About this exercise:
Omit every picture and return the rest of the data unaltered.

Exercise input:
----

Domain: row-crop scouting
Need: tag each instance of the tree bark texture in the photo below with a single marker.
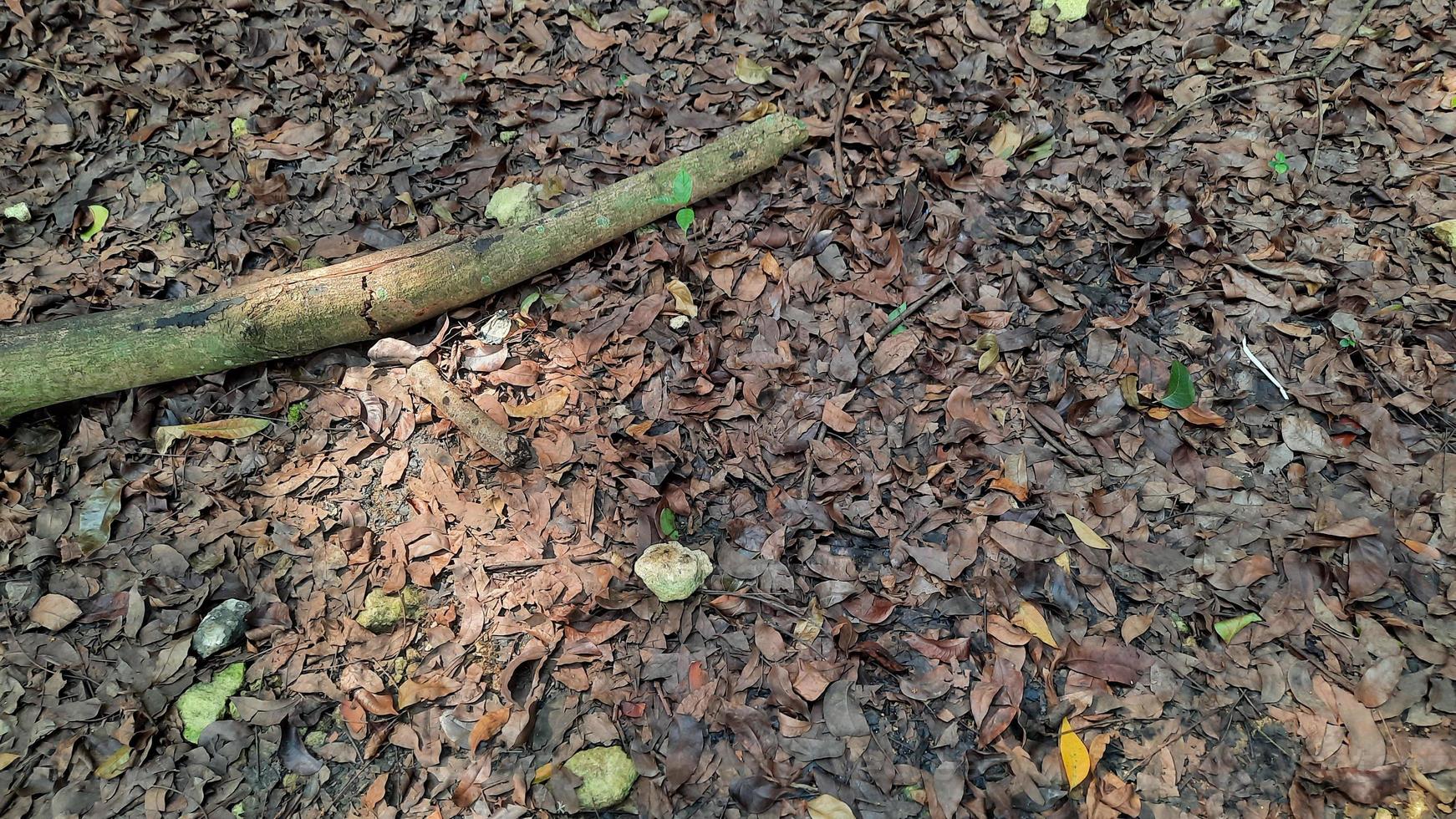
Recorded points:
(363, 298)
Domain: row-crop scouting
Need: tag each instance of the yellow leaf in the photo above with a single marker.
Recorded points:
(1073, 755)
(990, 353)
(751, 72)
(1028, 617)
(682, 298)
(114, 766)
(1006, 140)
(226, 428)
(541, 408)
(1087, 534)
(826, 806)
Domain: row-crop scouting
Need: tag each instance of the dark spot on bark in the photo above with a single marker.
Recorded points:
(563, 210)
(485, 242)
(190, 318)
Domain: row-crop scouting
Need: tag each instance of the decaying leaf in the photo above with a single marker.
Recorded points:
(545, 406)
(1085, 532)
(225, 428)
(96, 514)
(751, 72)
(434, 687)
(682, 298)
(54, 611)
(1006, 140)
(990, 353)
(1075, 758)
(1028, 617)
(827, 806)
(488, 726)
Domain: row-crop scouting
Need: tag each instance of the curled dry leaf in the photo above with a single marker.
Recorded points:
(1085, 532)
(682, 298)
(54, 611)
(543, 406)
(827, 806)
(488, 726)
(1202, 416)
(751, 72)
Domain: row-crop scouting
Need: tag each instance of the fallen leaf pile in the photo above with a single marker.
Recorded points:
(1151, 512)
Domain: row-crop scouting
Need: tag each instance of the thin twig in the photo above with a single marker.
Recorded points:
(839, 120)
(1320, 69)
(1177, 117)
(761, 598)
(910, 310)
(880, 335)
(1344, 41)
(127, 89)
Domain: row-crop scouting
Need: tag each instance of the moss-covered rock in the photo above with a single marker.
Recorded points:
(514, 206)
(673, 571)
(606, 776)
(201, 705)
(382, 611)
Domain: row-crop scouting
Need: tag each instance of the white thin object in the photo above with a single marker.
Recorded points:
(1264, 370)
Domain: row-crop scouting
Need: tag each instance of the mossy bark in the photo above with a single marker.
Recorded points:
(357, 300)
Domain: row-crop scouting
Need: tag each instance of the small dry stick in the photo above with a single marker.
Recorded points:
(880, 335)
(1320, 125)
(839, 121)
(512, 450)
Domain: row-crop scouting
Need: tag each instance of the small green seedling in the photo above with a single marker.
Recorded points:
(296, 414)
(682, 194)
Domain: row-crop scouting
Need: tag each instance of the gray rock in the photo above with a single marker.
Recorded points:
(221, 628)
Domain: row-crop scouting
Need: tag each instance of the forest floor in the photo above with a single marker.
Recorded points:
(1163, 473)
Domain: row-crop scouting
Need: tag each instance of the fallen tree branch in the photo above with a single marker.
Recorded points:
(361, 298)
(508, 448)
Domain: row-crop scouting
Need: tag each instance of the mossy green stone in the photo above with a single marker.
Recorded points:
(382, 611)
(606, 776)
(201, 705)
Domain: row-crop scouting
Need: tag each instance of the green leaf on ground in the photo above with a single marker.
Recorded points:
(894, 316)
(1228, 628)
(99, 217)
(1179, 393)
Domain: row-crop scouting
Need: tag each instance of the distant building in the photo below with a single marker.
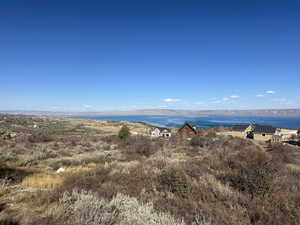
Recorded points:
(254, 131)
(285, 135)
(187, 130)
(161, 132)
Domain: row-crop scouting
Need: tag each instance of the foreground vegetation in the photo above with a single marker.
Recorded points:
(108, 180)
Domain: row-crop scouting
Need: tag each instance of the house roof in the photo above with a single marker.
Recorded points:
(256, 128)
(240, 128)
(263, 129)
(188, 125)
(162, 129)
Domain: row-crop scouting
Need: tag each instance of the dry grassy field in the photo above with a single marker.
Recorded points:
(57, 171)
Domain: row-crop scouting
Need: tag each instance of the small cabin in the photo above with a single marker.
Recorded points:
(187, 130)
(161, 132)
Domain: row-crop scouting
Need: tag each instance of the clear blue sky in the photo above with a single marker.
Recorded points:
(87, 55)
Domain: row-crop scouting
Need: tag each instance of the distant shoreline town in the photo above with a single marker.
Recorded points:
(170, 112)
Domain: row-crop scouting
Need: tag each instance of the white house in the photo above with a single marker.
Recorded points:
(161, 132)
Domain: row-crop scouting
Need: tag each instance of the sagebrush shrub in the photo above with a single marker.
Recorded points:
(122, 209)
(175, 180)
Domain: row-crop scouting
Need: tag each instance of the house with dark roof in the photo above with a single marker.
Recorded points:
(161, 132)
(253, 131)
(187, 130)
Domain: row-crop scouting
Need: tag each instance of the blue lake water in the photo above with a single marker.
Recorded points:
(205, 121)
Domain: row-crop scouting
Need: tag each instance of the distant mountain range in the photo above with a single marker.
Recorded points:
(263, 112)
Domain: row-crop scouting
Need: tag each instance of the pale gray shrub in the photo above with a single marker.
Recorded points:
(39, 153)
(122, 209)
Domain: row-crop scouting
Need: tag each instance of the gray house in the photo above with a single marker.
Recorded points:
(161, 132)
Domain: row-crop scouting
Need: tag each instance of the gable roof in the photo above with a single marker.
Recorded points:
(162, 129)
(240, 128)
(189, 126)
(263, 129)
(255, 128)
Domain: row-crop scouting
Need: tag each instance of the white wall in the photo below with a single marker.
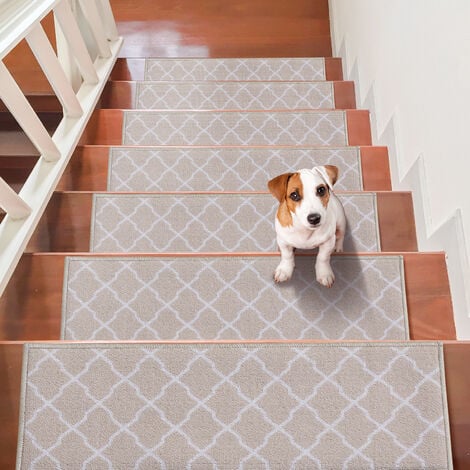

----

Task output:
Domain: row-crop scouting
Need: tag each instance of the tree bark texture in the photo below with a single marker.
Recorded points:
(363, 298)
Domain: row-crop scouting
Need: tag each instance of the yellow leaf in the photo above with a single marker.
Recorded points:
(1073, 755)
(990, 353)
(751, 72)
(1028, 617)
(682, 298)
(114, 766)
(1006, 140)
(226, 428)
(541, 408)
(1087, 534)
(826, 806)
Domain: row-crop scouting
Need: tag each instance of the dark spot on bark in the photo above with a single marker.
Recorded points:
(563, 210)
(485, 242)
(190, 318)
Domain: row-crop scouting
Need: tag each instance of the decaying leaf in the photo above with a single marker.
Recorded points:
(545, 406)
(1085, 532)
(225, 428)
(96, 514)
(751, 72)
(434, 687)
(682, 298)
(54, 611)
(1006, 140)
(990, 353)
(1075, 758)
(1028, 617)
(827, 806)
(488, 726)
Domain: row-crop scouting
Need: tag each instance of the curled dry leaf in the photo above with a single marker.
Recorded points:
(1085, 532)
(682, 298)
(54, 611)
(543, 406)
(827, 806)
(488, 726)
(1202, 416)
(751, 72)
Domain: row-crop scouting
Need: tag each instance of the fallen leaf pile in the photo above with a single marker.
Recorded points:
(1151, 512)
Domain: row-crop scouting
Need: tag each instance of the thin twig in the photo above with a single marker.
Recorded points:
(839, 120)
(1320, 69)
(1177, 117)
(761, 598)
(910, 310)
(880, 335)
(1344, 41)
(127, 89)
Domain: row-crop scouting
Need: tag each instance of the moss-covered rock in the photo above with a single marker.
Recorded points:
(514, 206)
(673, 571)
(606, 776)
(201, 705)
(382, 611)
Domain: row-crop scouting
Need: tag each instance of the white thin object in the photo above with a single marker.
Recorded points:
(1264, 370)
Domain: row-crop scouting
Need: tag each instance of the mossy bark in the photo above with a single marker.
Recorded points:
(357, 300)
Domain: row-crop scouting
Need: tag each instance of the small dry stick in the photo above with a single marker.
Recorded points:
(880, 335)
(1320, 125)
(839, 121)
(512, 450)
Domain: row-crop scouting
Need: tag each instance of the small green seedling in the photo above with a single marker.
Recorded points:
(296, 414)
(682, 194)
Domain: row-crop scouting
Need: tag each instance of the gray rock in the photo above with a single marker.
Recorded points:
(221, 628)
Domain: row-crop scouting
Need: tag each instance of the forest floor in the photo above with a single marker.
Recorded points:
(1163, 473)
Domain: row-crop scouting
Need: tag each instance of the fallen tree branch in the photo above with a single marker.
Recorded points:
(361, 298)
(508, 448)
Domain: row-crop scouting
Need: tag each instance of the mossy green stone in the photo above with a single marker.
Recorded points:
(382, 611)
(606, 776)
(201, 705)
Domain: row-crop scouting
Need: tag each instance of the green leaf on ground in the photo above with a single marker.
Recorded points:
(894, 316)
(1228, 628)
(99, 217)
(1179, 393)
Domain: row-crop scouting
Need: tag each instance of the distant building in the photo below with a single marker.
Recorded points:
(254, 131)
(285, 135)
(187, 130)
(161, 132)
Domain: row-crop scouting
Need: tag each instance of the foreground vegetation in the photo above with a single marker.
Recorded points:
(108, 180)
Domain: row-crop scouting
Need: tag each instance of the house roof in the photo above with a single marker.
Recorded points:
(256, 128)
(240, 128)
(263, 129)
(188, 125)
(162, 129)
Domain: row-crop scouting
Need: tag each instance of the dry grassy field in the photo above with a single marker.
Recorded points:
(57, 171)
Domain: row-crop scouting
Need: tag each instance of the small cabin in the photo above with a single marker.
Recorded points:
(187, 130)
(161, 132)
Domain: row-crop scouting
Need: tag each instance of the clear blue sky in the photo above with a single marker.
Recorded points:
(87, 55)
Domain: row-crop scouting
Need: tag each instance of the distant shoreline town in the photo above with a single marker.
Recorded points:
(170, 112)
Domain: row-crop scouting
Need: tag each instance of the white house in the photo above with a single marker.
Recorded points:
(161, 132)
Domain: row-crop scouting
Need: tag each instance of the sagebrush shrub in the photo above with a single marker.
Recorded points:
(122, 209)
(175, 180)
Domain: row-crop scouting
Need: tag each instance of the house with dark roof in the photo above with a single marker.
Recorded points:
(161, 132)
(253, 131)
(187, 130)
Domain: row-crop scouting
Need: tag each instance of the blue lake water in the photo above with a single marker.
Recorded points:
(205, 121)
Domain: row-crop scouting
Need: tag each instance of the distant mountain range in the photo above with a single marker.
Recorded points:
(263, 112)
Domain: row-crop scouting
Need: tag each instance of the pale gray shrub in the photo above with a single marker.
Recorded points:
(39, 153)
(122, 209)
Domain: row-crop scouting
Need: tag each instance of the gray house in the photo above with a single marker.
Recorded points:
(161, 132)
Domain: row-crop scouting
Need: tag each instance of the gable roof in the photo above with a single marker.
Recorded points:
(162, 129)
(240, 128)
(189, 126)
(263, 129)
(255, 128)
Domain: row-crop scouting
Need: tag each instance of the white wall in the photo below with a single marker.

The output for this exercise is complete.